# Rio Rancho New Mexico



## PhoneMonkey (Dec 4, 2011)

Anybody know of any kind of group near me?


----------



## lonely metalhead (Apr 22, 2011)

Holy sh*t!!! Someone from else from New Mexico? Here? Goddamn now there is not just two of us anymore. As you know even that's rare. There are never many of us anywhere. I don't have an answer for you I'm afraid. Like I said, our people are not easy to find and with SA damn near impossible. How's the weather in Rio Rancho? It's finally not hell fire hot anymore that's for sure.


----------



## PhoneMonkey (Dec 4, 2011)

Yeah people from this state hardly seem to exist at all. Rio Rancho is snowed in pretty bad at the moment so I'm just staying home like i usually do.


----------



## Cashew (May 30, 2010)

Haha yeah. There's like five New Mexicans on SAS but only two of us (now three) will answer each other. Woo! Santa Fe for me.

Below is the best result I could find off google.

* ANXIETY AND PHOBIA SUPPORT GROUP*
610 Sycamore St. NE
Albuquerque, NM 87106
Contact: Sandra Edwards at (505) 842-6299, or Kristin Roush, PhD (facilitator) at (505) 266-3046​​
Sorry can't find any in Rio Rancho


----------



## PhoneMonkey (Dec 4, 2011)

Yeah I had already checked online for a group which is how I found this site in the first place. I'm not surprised at how few of us are on here but I was kind of hoping there would be more. I have never even met anybody else with SA before.


----------



## lonely metalhead (Apr 22, 2011)

5? Well people don't talk to me anyway. Dee is a vary awesome girl by the way. You'll enjoy speaking with her. I know I sure did. As far as I'm concerned...Well......don't try and be my friend. That's for your own benefit, and sanity. Right Dee?:lol


----------



## lonely metalhead (Apr 22, 2011)

By the way I have been to that place. Waste of time. But that was a long time ago, maybe it has changed.


----------

------------------------------------

__GIVEN TASK A__
Rewrite the listing as a JSON list of strings, one string per line, from its first line through the line containing "[414,433,434,451]", inclusive, and leave out blank lines.

__EXTRACTED INFORMATION__
------------------------------------

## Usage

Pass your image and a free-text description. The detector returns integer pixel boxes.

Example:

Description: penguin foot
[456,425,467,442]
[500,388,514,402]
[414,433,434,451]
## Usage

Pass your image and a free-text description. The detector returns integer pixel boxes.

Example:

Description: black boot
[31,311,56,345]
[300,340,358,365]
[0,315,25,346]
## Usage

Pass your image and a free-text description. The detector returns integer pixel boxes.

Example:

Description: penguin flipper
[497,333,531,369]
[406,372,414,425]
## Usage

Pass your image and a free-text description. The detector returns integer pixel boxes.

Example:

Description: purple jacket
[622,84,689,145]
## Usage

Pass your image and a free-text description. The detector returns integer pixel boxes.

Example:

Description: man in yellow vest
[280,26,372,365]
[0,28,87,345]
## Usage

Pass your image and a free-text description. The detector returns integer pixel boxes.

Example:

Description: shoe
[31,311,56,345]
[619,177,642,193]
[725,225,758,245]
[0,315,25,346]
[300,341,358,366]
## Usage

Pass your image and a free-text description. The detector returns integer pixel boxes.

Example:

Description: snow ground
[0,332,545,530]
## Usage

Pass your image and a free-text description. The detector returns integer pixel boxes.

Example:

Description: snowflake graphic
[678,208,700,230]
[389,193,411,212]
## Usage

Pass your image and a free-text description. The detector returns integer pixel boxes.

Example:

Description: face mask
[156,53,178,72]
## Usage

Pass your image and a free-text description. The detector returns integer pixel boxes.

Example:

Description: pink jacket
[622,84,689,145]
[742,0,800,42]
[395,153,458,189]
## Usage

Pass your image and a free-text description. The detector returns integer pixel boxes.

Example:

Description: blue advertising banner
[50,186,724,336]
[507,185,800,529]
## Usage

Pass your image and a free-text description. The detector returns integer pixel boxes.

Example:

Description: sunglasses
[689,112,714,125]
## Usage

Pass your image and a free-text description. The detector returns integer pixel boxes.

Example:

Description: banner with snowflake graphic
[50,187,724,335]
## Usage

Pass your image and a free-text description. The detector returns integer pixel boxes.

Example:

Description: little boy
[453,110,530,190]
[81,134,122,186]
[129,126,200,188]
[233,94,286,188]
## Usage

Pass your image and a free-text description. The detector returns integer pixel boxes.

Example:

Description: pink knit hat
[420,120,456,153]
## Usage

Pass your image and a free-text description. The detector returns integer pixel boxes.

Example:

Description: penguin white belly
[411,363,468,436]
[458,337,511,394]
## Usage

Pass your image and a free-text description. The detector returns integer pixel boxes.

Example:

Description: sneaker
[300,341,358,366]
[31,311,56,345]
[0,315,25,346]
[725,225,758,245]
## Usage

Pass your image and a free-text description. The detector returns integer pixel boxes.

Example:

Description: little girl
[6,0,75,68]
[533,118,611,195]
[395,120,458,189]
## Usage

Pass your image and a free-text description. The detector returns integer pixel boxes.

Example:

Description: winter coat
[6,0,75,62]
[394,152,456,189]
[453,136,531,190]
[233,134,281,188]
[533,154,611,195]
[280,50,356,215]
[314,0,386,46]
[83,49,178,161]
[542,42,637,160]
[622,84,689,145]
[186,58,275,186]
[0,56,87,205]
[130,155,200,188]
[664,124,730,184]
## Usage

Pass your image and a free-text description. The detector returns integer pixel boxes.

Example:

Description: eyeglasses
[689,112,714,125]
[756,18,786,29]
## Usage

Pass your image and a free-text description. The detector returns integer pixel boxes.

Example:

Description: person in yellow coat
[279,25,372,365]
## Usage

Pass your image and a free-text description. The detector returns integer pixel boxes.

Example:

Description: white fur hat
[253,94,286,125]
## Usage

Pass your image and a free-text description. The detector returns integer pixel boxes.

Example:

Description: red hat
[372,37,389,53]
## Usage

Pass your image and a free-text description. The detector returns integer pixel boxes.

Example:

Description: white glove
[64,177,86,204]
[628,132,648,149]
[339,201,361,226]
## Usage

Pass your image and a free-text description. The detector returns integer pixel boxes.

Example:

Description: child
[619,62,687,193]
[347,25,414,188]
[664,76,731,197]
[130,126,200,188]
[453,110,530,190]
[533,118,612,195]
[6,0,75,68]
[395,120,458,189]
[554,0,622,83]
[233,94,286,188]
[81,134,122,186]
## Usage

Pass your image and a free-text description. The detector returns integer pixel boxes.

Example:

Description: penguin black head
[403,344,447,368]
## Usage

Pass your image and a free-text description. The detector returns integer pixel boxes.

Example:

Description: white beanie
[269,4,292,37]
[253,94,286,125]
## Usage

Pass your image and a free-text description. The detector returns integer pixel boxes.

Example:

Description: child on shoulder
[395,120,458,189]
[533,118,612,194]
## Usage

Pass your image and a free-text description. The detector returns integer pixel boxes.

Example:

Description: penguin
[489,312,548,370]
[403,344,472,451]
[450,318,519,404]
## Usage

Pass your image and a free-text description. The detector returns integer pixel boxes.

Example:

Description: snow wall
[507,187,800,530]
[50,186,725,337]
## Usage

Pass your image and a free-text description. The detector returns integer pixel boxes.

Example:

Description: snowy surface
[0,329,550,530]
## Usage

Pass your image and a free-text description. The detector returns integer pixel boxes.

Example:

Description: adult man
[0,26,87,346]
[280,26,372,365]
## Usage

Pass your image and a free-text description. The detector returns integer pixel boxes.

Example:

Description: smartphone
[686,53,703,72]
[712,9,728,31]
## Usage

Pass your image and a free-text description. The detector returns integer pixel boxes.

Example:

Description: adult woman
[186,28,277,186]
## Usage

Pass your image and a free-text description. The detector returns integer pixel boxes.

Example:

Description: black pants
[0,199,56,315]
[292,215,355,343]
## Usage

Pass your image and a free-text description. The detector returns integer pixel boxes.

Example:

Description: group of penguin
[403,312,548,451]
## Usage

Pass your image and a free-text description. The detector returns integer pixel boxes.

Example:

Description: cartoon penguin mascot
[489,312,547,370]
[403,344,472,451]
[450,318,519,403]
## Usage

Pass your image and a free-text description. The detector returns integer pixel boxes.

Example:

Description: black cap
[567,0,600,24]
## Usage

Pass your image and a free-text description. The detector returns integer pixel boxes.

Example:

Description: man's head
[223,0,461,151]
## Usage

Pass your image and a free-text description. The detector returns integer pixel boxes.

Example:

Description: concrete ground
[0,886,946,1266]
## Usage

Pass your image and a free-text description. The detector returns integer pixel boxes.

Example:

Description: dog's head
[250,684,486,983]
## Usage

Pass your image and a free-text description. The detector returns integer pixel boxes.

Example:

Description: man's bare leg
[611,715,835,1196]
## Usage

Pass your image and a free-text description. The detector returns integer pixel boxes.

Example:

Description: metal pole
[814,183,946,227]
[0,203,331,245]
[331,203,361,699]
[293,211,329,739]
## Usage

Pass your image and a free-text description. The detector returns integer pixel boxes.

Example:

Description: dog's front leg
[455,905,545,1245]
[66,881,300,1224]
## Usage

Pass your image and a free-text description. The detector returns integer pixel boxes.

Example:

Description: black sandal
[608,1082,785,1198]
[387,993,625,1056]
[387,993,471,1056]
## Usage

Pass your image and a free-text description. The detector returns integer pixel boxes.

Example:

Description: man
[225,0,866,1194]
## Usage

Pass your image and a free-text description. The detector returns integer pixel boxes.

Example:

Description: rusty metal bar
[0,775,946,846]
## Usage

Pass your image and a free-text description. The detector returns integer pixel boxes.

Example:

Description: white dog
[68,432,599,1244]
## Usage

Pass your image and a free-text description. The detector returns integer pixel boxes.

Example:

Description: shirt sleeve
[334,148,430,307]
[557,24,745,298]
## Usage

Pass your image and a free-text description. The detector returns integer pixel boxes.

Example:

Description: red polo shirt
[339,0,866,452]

------------------------------------

__GIVEN TASK B__
From the Rio Rancho thread, reproduce the text from "Haha yeah. There's" through "find off google.", inclusive, without changing a character.

__RESPONSE A__
[
  "## Usage",
  "Pass your image and a free-text description. The detector returns integer pixel boxes.",
  "Example:",
  "Description: penguin foot",
  "[456,425,467,442]",
  "[500,388,514,402]",
  "[414,433,434,451]"
]

__RESPONSE B__
Haha yeah. There's like five New Mexicans on SAS but only two of us (now three) will answer each other. Woo! Santa Fe for me.

Below is the best result I could find off google.